What to do: Give the count of lines that hold the word "grass" in this listing, with nothing added.

***** Data for processing *****

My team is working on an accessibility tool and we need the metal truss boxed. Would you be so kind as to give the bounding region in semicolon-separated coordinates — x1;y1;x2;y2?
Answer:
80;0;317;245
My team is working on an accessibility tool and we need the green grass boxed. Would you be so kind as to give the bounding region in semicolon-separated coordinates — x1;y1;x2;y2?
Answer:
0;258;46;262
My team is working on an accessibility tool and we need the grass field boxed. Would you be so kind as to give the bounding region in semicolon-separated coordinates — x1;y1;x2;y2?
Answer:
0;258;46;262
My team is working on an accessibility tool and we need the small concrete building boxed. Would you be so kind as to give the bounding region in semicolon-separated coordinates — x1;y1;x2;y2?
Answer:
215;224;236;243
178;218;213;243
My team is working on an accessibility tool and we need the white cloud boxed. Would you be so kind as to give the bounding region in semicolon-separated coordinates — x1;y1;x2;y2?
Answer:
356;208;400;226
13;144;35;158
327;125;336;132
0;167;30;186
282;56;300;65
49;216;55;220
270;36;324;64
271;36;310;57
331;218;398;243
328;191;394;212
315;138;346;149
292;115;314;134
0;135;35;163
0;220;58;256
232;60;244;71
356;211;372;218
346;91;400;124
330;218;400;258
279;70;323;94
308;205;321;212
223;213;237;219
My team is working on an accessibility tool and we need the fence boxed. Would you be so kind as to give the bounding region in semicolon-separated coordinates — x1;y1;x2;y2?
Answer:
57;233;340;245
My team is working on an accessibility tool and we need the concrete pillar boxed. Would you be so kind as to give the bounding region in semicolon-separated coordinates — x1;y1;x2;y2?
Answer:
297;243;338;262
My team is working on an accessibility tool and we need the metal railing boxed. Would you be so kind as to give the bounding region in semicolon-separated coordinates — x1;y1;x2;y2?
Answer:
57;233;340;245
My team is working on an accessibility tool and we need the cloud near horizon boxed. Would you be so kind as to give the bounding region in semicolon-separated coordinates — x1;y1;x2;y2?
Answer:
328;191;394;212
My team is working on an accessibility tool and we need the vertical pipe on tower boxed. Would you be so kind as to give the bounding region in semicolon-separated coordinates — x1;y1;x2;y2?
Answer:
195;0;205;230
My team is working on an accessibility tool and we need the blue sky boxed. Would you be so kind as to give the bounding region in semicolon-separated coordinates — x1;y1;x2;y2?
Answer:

*****

Expected answer: 2